What the exercise asks
Reproduce the stretch of the Cal Shakes passage from "Cal Shakes’ Civic" through "to the ICCNC.", word for word.

The night kicked off with a panel facilitated by Sabiha Basrai, co-coordinator of the Alliance of South Asians Taking Action, in conversation with Sana Saeed, a producer at AJ+, and Abdulrahim Harara, an actor and activist. It continued with an open mic of performances curated by the Muslim Writers Collective , a grassroots initiative dedicated to promoting storytelling in the Muslim American community, the Bay Area chapter of which runs a monthly open mic at the ICCNC.
Cal Shakes’ Civic Dialogue Series seeks to explore the intersections between theater and civic practice. Check out recaps of our other 2016 Civic Dialogues:
- The Impact of Toxic Masculinity in Society
- Breaking the Binary: Building a Trans*/Gender Non-Conforming/Non-Binary Inclusive Theatre, presented with Berkeley Rep
- The Construction of Gender: Actualizing Women’s Empowerment, presented with Impact Hub
Othello at the ICCNC
Cal Shakes brought our partnership full circle by bringing Othello, shaped by our work with the ICCNC, to the ICCNC.
One hundred and twenty-five audience members came to the free, public performance, circling the actors in chairs and pews. Cal Shakes’ Othello typically featured a ten-minute talkback right before the end, at one of the play’s most climactic moments. At the ICCNC, this conversation extended to 16 minutes, as community voices eagerly shared about what they were seeing:
“I read the play 20 years ago and I didn’t understand Iago. I am sitting here watching now and seeing, it’s not just jealousy — it’s white supremacy. The racism. It’s these really basic themes that prevent us from seeing the larger issues.”

Records provided
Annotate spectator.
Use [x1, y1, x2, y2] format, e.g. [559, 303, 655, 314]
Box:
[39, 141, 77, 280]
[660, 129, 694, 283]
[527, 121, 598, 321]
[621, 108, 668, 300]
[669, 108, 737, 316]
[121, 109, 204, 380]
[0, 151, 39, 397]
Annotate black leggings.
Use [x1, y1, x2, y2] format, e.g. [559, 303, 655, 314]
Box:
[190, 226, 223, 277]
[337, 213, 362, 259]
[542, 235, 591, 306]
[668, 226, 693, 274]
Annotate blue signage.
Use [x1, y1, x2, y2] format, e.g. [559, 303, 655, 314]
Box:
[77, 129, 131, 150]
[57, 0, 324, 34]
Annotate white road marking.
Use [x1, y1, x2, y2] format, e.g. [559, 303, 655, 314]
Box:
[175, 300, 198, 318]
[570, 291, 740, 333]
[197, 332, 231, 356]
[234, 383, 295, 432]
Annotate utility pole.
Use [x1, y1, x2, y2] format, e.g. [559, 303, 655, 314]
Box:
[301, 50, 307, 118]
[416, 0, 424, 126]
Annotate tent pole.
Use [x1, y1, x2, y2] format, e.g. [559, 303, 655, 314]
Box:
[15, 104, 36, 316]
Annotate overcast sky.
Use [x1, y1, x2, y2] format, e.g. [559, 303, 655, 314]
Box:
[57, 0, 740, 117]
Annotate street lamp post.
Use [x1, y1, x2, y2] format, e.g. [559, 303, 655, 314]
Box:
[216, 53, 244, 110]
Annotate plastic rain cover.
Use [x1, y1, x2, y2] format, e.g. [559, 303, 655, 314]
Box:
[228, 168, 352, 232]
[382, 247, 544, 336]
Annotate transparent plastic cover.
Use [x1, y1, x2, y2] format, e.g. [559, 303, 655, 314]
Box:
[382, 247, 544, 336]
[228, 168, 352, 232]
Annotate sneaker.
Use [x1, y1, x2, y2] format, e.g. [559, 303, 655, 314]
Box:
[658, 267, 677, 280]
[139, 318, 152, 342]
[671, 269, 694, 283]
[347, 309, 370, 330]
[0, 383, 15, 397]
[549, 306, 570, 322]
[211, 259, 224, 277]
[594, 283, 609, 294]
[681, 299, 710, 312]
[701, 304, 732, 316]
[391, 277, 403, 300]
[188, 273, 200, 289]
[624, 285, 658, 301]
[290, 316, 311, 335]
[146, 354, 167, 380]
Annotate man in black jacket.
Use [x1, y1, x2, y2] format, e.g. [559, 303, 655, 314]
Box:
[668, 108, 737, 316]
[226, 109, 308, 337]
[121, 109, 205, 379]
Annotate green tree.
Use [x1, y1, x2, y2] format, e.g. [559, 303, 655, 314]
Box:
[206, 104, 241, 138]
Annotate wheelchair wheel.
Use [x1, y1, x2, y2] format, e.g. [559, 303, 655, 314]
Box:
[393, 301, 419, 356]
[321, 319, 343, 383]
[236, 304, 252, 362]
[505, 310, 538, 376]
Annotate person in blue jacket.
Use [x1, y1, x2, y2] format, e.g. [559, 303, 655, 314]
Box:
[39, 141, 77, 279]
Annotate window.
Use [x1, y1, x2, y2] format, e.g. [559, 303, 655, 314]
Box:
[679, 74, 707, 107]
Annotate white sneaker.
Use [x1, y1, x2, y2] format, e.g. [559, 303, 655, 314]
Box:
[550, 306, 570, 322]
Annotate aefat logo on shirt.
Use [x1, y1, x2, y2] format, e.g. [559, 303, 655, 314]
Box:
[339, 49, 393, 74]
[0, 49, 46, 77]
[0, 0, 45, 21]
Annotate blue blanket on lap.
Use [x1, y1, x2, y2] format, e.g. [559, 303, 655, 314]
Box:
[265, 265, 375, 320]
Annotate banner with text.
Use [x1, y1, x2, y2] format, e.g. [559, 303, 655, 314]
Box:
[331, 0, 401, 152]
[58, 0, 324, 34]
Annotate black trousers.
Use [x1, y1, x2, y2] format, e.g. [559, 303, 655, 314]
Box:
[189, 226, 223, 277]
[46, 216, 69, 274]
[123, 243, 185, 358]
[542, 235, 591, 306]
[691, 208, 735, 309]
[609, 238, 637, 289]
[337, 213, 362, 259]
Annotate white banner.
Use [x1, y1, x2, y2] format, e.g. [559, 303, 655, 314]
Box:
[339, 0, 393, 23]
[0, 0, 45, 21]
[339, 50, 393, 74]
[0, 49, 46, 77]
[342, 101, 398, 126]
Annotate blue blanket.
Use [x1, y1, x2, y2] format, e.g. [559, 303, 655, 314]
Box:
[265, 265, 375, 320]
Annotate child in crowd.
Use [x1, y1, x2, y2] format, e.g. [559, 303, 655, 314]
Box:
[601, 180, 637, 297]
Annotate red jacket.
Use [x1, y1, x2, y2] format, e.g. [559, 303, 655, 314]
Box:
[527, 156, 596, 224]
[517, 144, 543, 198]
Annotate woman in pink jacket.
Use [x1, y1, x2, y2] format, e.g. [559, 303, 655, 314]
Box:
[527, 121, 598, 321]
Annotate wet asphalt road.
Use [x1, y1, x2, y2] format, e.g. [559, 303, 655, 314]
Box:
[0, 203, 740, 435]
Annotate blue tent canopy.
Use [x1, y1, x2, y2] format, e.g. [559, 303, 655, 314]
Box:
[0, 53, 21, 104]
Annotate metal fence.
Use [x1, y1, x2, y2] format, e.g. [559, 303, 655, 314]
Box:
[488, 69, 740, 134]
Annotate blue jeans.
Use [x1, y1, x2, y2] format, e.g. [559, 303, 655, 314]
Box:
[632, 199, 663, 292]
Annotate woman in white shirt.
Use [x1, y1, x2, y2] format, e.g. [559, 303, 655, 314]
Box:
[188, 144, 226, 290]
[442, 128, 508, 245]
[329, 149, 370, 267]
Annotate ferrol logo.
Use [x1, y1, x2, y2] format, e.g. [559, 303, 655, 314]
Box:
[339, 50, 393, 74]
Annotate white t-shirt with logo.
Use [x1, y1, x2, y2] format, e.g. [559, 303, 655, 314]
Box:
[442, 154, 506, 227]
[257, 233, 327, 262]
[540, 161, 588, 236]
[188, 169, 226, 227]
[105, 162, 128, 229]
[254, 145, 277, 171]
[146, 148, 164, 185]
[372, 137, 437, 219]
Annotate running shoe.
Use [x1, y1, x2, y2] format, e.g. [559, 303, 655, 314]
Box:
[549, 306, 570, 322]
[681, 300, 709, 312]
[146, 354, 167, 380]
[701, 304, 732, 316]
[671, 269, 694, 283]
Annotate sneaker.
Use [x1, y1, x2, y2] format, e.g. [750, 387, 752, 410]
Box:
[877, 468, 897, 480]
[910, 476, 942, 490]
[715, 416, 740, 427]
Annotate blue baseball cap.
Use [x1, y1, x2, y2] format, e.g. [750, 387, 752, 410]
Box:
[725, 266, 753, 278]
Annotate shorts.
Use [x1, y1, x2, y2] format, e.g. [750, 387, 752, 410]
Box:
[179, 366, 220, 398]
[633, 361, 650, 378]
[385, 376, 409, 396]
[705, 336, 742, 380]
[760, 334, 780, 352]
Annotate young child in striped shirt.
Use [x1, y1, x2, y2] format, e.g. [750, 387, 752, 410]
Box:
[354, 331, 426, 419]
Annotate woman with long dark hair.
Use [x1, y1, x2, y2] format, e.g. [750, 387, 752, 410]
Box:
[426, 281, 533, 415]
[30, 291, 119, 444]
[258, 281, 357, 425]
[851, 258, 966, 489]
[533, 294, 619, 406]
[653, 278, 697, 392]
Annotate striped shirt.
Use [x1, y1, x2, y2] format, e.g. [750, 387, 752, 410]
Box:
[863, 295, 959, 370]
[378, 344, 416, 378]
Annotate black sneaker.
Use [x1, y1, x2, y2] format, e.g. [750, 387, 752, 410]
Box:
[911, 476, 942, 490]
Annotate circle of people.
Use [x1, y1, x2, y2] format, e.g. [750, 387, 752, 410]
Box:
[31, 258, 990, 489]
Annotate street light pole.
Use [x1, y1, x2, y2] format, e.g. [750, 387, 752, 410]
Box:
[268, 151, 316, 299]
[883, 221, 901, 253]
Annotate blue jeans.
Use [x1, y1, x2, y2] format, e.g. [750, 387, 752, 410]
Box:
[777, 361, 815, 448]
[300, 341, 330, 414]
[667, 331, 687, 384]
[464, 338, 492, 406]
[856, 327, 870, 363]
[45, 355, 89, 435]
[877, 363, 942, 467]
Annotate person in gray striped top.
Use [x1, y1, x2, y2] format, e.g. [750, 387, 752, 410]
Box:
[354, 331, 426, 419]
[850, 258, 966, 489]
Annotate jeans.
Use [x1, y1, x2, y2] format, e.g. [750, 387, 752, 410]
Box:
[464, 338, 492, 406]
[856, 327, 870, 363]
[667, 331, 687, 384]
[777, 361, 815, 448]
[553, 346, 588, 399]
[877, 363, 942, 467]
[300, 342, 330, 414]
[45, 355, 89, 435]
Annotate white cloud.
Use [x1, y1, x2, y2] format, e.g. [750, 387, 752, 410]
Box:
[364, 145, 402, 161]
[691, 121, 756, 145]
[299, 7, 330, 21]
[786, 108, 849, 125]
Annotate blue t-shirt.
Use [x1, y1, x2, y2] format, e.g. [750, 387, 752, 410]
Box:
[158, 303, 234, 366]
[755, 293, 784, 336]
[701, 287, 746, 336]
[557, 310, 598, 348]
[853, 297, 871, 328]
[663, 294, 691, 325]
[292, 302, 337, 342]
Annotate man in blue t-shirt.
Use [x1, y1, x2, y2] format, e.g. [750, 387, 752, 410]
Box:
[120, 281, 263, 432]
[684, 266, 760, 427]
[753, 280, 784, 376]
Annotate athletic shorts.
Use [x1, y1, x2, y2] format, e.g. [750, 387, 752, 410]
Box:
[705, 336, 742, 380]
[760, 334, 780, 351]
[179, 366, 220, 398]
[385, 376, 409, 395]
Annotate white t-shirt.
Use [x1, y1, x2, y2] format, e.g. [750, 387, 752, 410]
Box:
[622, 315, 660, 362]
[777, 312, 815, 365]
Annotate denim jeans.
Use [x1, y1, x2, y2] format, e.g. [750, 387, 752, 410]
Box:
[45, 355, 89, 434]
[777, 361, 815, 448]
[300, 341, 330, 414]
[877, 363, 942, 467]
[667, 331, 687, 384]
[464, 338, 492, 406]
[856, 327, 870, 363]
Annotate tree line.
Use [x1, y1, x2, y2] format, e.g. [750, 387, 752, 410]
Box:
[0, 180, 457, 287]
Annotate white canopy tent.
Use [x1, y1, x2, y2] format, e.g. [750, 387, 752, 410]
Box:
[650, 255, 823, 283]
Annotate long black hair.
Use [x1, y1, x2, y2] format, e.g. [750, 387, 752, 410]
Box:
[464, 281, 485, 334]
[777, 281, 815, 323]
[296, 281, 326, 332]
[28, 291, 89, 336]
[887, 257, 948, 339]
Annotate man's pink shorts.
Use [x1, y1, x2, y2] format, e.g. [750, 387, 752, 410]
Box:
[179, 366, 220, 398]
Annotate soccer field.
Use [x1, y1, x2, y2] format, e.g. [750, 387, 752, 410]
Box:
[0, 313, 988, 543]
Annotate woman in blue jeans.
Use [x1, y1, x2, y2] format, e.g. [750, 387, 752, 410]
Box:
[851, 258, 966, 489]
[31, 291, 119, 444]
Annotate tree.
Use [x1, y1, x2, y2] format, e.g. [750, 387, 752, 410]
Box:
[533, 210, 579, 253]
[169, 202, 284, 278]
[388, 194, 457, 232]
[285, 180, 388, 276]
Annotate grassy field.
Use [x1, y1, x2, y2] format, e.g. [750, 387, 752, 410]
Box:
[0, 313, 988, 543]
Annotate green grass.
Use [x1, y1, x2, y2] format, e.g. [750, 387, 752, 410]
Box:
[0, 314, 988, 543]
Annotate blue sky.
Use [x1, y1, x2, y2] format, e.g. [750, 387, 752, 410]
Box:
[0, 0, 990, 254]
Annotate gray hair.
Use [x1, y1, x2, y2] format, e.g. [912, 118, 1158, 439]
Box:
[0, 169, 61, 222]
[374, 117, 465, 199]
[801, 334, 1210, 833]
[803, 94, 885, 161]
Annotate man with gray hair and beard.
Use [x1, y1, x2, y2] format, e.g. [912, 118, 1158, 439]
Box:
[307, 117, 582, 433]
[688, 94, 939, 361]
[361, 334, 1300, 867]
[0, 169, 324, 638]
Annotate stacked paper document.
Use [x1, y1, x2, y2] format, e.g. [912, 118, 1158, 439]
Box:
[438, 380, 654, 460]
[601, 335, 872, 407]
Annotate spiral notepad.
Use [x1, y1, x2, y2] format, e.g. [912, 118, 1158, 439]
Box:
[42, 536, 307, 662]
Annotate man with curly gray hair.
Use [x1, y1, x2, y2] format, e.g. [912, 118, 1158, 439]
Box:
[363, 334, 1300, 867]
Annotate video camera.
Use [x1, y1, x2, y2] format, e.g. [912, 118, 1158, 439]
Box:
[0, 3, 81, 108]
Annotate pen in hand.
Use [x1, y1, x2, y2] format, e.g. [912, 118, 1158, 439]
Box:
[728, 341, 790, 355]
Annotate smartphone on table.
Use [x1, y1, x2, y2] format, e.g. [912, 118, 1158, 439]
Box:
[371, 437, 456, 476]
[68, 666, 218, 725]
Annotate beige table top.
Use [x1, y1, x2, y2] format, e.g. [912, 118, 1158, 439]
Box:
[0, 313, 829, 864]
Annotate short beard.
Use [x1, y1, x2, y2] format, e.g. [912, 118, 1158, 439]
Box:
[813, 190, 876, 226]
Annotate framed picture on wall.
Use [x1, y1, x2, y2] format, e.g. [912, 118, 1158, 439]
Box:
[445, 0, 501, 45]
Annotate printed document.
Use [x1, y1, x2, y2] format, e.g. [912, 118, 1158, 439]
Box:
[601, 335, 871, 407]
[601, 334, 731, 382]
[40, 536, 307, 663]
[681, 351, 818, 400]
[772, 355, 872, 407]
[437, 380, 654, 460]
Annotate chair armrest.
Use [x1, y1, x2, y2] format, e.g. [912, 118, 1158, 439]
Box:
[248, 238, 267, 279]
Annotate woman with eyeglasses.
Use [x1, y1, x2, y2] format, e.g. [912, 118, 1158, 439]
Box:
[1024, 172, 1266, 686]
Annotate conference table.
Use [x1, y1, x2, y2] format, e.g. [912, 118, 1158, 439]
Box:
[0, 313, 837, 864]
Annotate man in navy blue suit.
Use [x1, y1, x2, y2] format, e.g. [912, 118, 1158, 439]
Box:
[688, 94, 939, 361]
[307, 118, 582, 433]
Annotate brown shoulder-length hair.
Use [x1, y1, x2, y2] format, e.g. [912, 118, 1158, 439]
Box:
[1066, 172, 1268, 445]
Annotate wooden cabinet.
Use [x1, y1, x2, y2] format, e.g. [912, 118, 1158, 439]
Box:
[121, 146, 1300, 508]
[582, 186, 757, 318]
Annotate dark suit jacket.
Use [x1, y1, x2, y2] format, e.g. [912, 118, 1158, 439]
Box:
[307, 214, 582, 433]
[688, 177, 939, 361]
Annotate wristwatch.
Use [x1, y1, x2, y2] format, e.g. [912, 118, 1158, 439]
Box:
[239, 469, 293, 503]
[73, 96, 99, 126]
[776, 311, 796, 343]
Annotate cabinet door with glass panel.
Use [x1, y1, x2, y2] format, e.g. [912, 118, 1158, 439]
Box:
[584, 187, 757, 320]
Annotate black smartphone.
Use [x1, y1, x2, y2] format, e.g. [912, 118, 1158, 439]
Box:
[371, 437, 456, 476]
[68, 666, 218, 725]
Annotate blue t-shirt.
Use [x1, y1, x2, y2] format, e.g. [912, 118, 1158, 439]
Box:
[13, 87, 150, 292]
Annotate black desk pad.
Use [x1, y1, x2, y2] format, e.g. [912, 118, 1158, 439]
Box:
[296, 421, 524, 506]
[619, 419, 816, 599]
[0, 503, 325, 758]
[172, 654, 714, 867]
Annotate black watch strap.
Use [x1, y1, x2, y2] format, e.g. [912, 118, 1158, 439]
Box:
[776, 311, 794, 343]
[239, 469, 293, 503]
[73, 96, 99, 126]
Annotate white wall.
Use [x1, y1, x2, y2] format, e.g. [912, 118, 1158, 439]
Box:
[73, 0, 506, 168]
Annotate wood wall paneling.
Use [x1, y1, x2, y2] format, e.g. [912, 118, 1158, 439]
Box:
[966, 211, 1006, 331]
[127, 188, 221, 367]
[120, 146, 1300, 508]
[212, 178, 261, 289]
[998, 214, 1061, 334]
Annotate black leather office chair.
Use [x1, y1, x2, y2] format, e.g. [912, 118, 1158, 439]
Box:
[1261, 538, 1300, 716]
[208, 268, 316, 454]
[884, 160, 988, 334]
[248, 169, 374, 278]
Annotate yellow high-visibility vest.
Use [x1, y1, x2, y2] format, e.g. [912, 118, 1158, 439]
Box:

Output of the exercise
Cal Shakes’ Civic Dialogue Series seeks to explore the intersections between theater and civic practice. Check out recaps of our other 2016 Civic Dialogues:
- The Impact of Toxic Masculinity in Society
- Breaking the Binary: Building a Trans*/Gender Non-Conforming/Non-Binary Inclusive Theatre, presented with Berkeley Rep
- The Construction of Gender: Actualizing Women’s Empowerment, presented with Impact Hub
Othello at the ICCNC
Cal Shakes brought our partnership full circle by bringing Othello, shaped by our work with the ICCNC, to the ICCNC.